Required work: Rewrite all the items below, switching "Enumerate" to "List" wherever it occurs and leaving everything else as it is.

____

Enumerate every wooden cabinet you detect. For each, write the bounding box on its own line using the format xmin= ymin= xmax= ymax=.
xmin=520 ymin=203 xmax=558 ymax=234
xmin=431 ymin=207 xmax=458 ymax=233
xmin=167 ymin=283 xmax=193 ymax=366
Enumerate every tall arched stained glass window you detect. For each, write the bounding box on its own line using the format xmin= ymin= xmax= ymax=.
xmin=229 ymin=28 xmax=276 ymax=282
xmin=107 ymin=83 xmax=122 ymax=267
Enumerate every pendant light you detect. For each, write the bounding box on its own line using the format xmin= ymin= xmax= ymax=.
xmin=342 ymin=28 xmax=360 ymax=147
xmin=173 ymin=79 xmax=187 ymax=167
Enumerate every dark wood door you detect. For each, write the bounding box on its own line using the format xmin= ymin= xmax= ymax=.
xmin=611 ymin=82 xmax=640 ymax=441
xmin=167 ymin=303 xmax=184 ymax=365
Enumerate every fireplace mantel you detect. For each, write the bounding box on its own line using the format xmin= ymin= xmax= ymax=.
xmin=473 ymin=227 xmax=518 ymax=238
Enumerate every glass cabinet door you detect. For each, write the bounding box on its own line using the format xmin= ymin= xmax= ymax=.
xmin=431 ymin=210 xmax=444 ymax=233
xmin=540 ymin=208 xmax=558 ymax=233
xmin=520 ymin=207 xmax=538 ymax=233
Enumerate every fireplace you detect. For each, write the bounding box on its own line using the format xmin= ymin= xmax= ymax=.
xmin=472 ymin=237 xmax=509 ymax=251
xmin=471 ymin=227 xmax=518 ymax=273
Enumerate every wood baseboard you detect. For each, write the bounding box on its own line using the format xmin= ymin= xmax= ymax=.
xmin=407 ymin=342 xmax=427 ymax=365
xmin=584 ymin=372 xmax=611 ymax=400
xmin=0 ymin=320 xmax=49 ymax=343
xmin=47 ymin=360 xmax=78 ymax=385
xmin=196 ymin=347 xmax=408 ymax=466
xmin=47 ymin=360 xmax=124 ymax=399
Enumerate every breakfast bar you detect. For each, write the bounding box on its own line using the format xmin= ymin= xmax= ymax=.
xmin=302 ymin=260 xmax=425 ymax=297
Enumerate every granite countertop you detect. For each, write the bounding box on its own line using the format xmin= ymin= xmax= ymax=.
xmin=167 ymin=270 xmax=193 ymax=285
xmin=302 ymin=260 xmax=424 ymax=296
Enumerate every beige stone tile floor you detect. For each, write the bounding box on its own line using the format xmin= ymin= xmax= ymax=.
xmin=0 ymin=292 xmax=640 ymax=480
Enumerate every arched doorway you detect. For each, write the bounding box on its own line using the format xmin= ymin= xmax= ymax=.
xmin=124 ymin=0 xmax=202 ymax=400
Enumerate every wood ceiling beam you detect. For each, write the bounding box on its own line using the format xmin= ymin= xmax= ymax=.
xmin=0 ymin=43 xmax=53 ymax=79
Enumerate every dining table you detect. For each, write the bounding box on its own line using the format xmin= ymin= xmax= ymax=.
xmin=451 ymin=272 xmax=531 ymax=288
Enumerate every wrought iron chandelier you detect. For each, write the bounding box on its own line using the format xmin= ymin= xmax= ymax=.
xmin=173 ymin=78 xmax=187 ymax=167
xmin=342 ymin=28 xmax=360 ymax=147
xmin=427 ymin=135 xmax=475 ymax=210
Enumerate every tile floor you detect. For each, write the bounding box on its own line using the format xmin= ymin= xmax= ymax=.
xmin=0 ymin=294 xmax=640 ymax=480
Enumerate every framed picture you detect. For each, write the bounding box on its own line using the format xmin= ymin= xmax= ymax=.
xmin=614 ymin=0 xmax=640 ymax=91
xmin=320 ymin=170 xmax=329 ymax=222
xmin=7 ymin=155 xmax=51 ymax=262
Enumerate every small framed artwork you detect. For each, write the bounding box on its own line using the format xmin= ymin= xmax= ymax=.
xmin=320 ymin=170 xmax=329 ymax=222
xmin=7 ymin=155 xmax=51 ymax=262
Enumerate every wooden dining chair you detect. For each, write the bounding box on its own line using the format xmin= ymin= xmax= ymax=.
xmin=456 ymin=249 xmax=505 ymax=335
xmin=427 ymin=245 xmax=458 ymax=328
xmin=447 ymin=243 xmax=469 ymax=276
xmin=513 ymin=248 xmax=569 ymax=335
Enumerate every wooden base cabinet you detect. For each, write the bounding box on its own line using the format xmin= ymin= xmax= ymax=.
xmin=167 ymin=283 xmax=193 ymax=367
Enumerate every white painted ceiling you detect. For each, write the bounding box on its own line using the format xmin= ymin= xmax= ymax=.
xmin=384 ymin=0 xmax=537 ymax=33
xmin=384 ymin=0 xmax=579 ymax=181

____

Output of the exercise:
List every wooden cabinet you detect. For each, write the bounding box on its own line using the format xmin= ymin= xmax= ymax=.
xmin=520 ymin=203 xmax=558 ymax=234
xmin=431 ymin=207 xmax=458 ymax=233
xmin=167 ymin=283 xmax=193 ymax=366
List every tall arched stained glass window you detect. For each, write the bounding box on its own line using the format xmin= ymin= xmax= ymax=.
xmin=229 ymin=28 xmax=276 ymax=282
xmin=107 ymin=83 xmax=122 ymax=267
List every pendant light you detect. For each, write the bounding box on its own line using the format xmin= ymin= xmax= ymax=.
xmin=342 ymin=28 xmax=360 ymax=147
xmin=173 ymin=79 xmax=187 ymax=167
List every dark wood door you detect. For each, write the bounding box on its own line using the format xmin= ymin= xmax= ymax=.
xmin=611 ymin=82 xmax=640 ymax=441
xmin=167 ymin=303 xmax=184 ymax=365
List every fireplace mantel you detect. For each, write the bounding box on its own line using the format xmin= ymin= xmax= ymax=.
xmin=473 ymin=227 xmax=518 ymax=238
List every glass cabinet door you detect. For each, write the bounding box on its own line using the format xmin= ymin= xmax= ymax=.
xmin=431 ymin=210 xmax=444 ymax=233
xmin=540 ymin=208 xmax=558 ymax=233
xmin=520 ymin=207 xmax=538 ymax=233
List every fireplace you detect. For each, write the bounding box on its own line using the format xmin= ymin= xmax= ymax=.
xmin=472 ymin=237 xmax=509 ymax=251
xmin=471 ymin=227 xmax=518 ymax=273
List every wood baseboard you detect. For each, write the bounding box on its own line using the format xmin= ymin= xmax= ymax=.
xmin=407 ymin=342 xmax=427 ymax=365
xmin=584 ymin=372 xmax=611 ymax=400
xmin=0 ymin=320 xmax=49 ymax=343
xmin=47 ymin=360 xmax=78 ymax=385
xmin=196 ymin=347 xmax=408 ymax=466
xmin=47 ymin=360 xmax=124 ymax=399
List every breakfast bar you detect. For each, write the bounding box on its own line using the format xmin= ymin= xmax= ymax=.
xmin=302 ymin=260 xmax=425 ymax=297
List every granite countertop you detect. For each, write the bounding box on its own line using the format xmin= ymin= xmax= ymax=.
xmin=167 ymin=270 xmax=193 ymax=285
xmin=302 ymin=260 xmax=424 ymax=296
List every beige stone tile floor you detect. For each, write the bounding box on its own line using the format xmin= ymin= xmax= ymax=.
xmin=0 ymin=292 xmax=640 ymax=480
List every arched doorway you detect. For each, write the bounding box on its own line using the format xmin= ymin= xmax= ymax=.
xmin=124 ymin=0 xmax=202 ymax=400
List every wood ceiling beam you detect. For each, write the bounding box on its own line using the format xmin= ymin= xmax= ymax=.
xmin=0 ymin=43 xmax=53 ymax=79
List every dining table you detect. For each, write the bounding box on its own line using the format xmin= ymin= xmax= ymax=.
xmin=451 ymin=272 xmax=531 ymax=288
List every wrought iron chandelier you detect. For each, write the bounding box on its own line using the format xmin= ymin= xmax= ymax=.
xmin=173 ymin=78 xmax=187 ymax=167
xmin=342 ymin=28 xmax=360 ymax=147
xmin=427 ymin=135 xmax=475 ymax=210
List every tile floor you detect. For each, write the bounding box on its own line using the format xmin= ymin= xmax= ymax=.
xmin=0 ymin=294 xmax=640 ymax=480
List every framed picture you detect. For each, write the bounding box on its own line using the format xmin= ymin= xmax= ymax=.
xmin=614 ymin=0 xmax=640 ymax=91
xmin=320 ymin=170 xmax=329 ymax=222
xmin=7 ymin=155 xmax=51 ymax=262
List every small framed artwork you detect. For each, write the bounding box on its own line using the format xmin= ymin= xmax= ymax=.
xmin=320 ymin=170 xmax=329 ymax=222
xmin=7 ymin=155 xmax=51 ymax=262
List every wooden dining chair you detect. For each, write the bounding box on its own line using the format xmin= ymin= xmax= ymax=.
xmin=456 ymin=249 xmax=505 ymax=335
xmin=427 ymin=245 xmax=458 ymax=328
xmin=447 ymin=243 xmax=469 ymax=276
xmin=513 ymin=248 xmax=569 ymax=335
List every wooden base cabinet you detect. For each, write the bounding box on its own line using the format xmin= ymin= xmax= ymax=.
xmin=167 ymin=283 xmax=193 ymax=367
List every white painted ceiling you detect. For each, write the bounding box on its own line using the format xmin= ymin= xmax= ymax=.
xmin=384 ymin=0 xmax=537 ymax=33
xmin=384 ymin=0 xmax=579 ymax=181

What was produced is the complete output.